Documento de origem:
━━━━━━

Análise do jogo Assassin’s Creed Shadows

Quando falamos da franquia Assassin’s Creed, um dos pedidos feitos há anos pela comunidade era um jogo ambientado no Japão feudal. Depois de explorar diversas localidades em épocas distintas da sociedade, a Ubisoft finalmente resolveu nos levar até a Terra do Sol Nascente com Assassin’s Creed Shadows. Seguindo a pegada RPG já vista em outros games da série, acompanhamos uma história repleta de conspirações, vingança e traição, onde os personagens são capazes de fazer qualquer coisa por poder, por menor que ele seja.
A trama começa nos levando até o ano de 1581, nos apresentando Diogo, um forasteiro negro que foi resgatado no mar por dois padres católicos que estão no Japão para uma missão jesuíta. Escravo encarregado de fazer a segurança dos religiosos, Diogo chama a atenção do Lorde Oda Nobunaga, um poderoso comandante militar que lutava pela unificação do Japão, e passa a servir o seu clã. Seis meses depois, Nobunaga decide invadir a província de Iga, lar da shinobi Fujibayashi Naoe. Durante o ataque, Naoe recebe de seu pai a missão de proteger uma caixa secreta, mas ela acaba falhando. Sobrevivendo ao ataque, sofrendo perdas e vendo a destruição de sua terra natal, a jovem alimenta um forte sentimento de vingança e inicia uma jornada para tentar recuperar a misteriosa caixa.
Durante sua jornada no Japão, enquanto se torna um guerreiro poderoso, Diogo assume uma nova identidade, passando a se identificar como Yasuke. Embora estejam lutando em lados opostos, Yasuke resolve se aliar à causa de Naoe ao perceber que ela utilizava uma lâmina oculta no pulso. Os motivos dessa escolha ficam mais claros na reta final do game, portanto não entrarei em maiores detalhes. A introdução dos Assassinos e Templários também acontece em uma fase avançada do enredo: mesmo fazendo uso da lâmina oculta, Naoe demora a descobrir a sua ligação com a Irmandade dos Assassinos. Isso significa que durante grande parte da narrativa acompanhamos a shinobi no seu propósito pessoal: lutar contra um grupo de samurais mascarados, identificados como Shinbakufu.

━━━━━━

Enunciado do exercício: Reproduza fielmente o trecho da análise de Assassin’s Creed Shadows que se inicia pelas palavras "A trama começa" e se encerra em "a misteriosa caixa.".

━━━━━━

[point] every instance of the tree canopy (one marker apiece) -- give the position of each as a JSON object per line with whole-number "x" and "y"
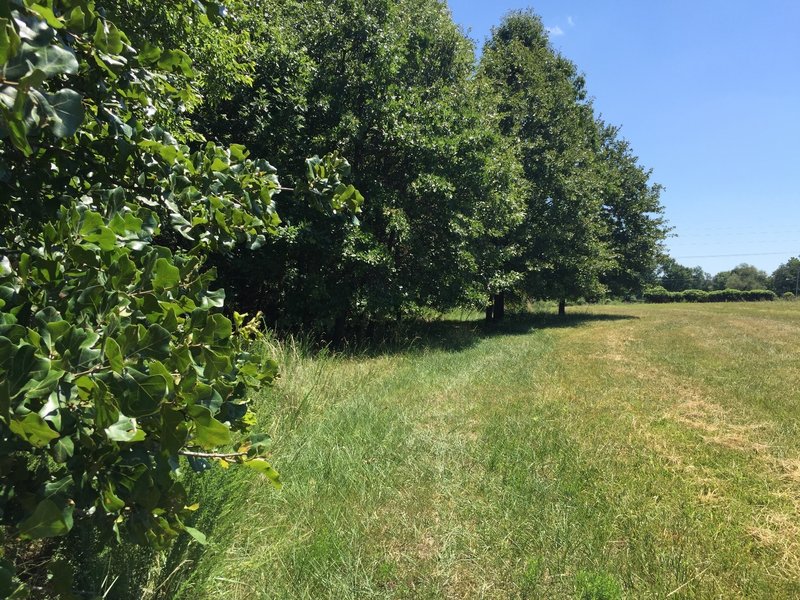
{"x": 141, "y": 146}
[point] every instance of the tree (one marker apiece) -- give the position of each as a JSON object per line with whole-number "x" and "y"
{"x": 741, "y": 277}
{"x": 633, "y": 212}
{"x": 353, "y": 76}
{"x": 785, "y": 277}
{"x": 543, "y": 104}
{"x": 116, "y": 360}
{"x": 676, "y": 278}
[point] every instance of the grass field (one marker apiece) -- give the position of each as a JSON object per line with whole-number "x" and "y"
{"x": 625, "y": 452}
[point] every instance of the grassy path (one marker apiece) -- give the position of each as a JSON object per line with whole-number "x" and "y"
{"x": 631, "y": 452}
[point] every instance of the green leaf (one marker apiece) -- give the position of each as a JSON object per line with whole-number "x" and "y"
{"x": 94, "y": 229}
{"x": 48, "y": 520}
{"x": 42, "y": 388}
{"x": 111, "y": 502}
{"x": 107, "y": 37}
{"x": 58, "y": 487}
{"x": 113, "y": 355}
{"x": 68, "y": 108}
{"x": 63, "y": 449}
{"x": 167, "y": 276}
{"x": 263, "y": 467}
{"x": 125, "y": 430}
{"x": 9, "y": 40}
{"x": 176, "y": 60}
{"x": 209, "y": 433}
{"x": 51, "y": 60}
{"x": 140, "y": 394}
{"x": 199, "y": 536}
{"x": 47, "y": 14}
{"x": 33, "y": 429}
{"x": 77, "y": 20}
{"x": 156, "y": 342}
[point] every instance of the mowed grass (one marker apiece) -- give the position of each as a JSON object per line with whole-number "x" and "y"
{"x": 643, "y": 451}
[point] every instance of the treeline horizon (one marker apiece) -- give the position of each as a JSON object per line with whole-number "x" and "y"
{"x": 481, "y": 179}
{"x": 674, "y": 277}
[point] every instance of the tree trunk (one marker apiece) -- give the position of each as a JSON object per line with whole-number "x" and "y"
{"x": 499, "y": 306}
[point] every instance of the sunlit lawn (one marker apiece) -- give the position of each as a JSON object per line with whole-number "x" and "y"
{"x": 627, "y": 452}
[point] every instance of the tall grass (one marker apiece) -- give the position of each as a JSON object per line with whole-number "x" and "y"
{"x": 624, "y": 452}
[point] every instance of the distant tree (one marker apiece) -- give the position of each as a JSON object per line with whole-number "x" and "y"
{"x": 633, "y": 213}
{"x": 741, "y": 277}
{"x": 785, "y": 277}
{"x": 543, "y": 105}
{"x": 675, "y": 277}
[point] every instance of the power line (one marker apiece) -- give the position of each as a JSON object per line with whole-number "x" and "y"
{"x": 730, "y": 255}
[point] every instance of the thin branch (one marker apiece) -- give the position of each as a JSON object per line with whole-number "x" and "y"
{"x": 224, "y": 456}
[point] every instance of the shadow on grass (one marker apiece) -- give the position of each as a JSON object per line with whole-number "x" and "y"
{"x": 453, "y": 335}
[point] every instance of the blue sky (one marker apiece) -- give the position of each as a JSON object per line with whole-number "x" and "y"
{"x": 708, "y": 93}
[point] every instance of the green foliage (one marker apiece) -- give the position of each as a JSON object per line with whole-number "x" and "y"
{"x": 786, "y": 277}
{"x": 741, "y": 277}
{"x": 116, "y": 359}
{"x": 660, "y": 295}
{"x": 597, "y": 586}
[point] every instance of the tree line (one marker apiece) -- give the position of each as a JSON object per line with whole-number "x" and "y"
{"x": 674, "y": 277}
{"x": 172, "y": 171}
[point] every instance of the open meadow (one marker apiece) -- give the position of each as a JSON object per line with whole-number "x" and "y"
{"x": 636, "y": 451}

━━━━━━

Resposta do exercício:
A trama começa nos levando até o ano de 1581, nos apresentando Diogo, um forasteiro negro que foi resgatado no mar por dois padres católicos que estão no Japão para uma missão jesuíta. Escravo encarregado de fazer a segurança dos religiosos, Diogo chama a atenção do Lorde Oda Nobunaga, um poderoso comandante militar que lutava pela unificação do Japão, e passa a servir o seu clã. Seis meses depois, Nobunaga decide invadir a província de Iga, lar da shinobi Fujibayashi Naoe. Durante o ataque, Naoe recebe de seu pai a missão de proteger uma caixa secreta, mas ela acaba falhando. Sobrevivendo ao ataque, sofrendo perdas e vendo a destruição de sua terra natal, a jovem alimenta um forte sentimento de vingança e inicia uma jornada para tentar recuperar a misteriosa caixa.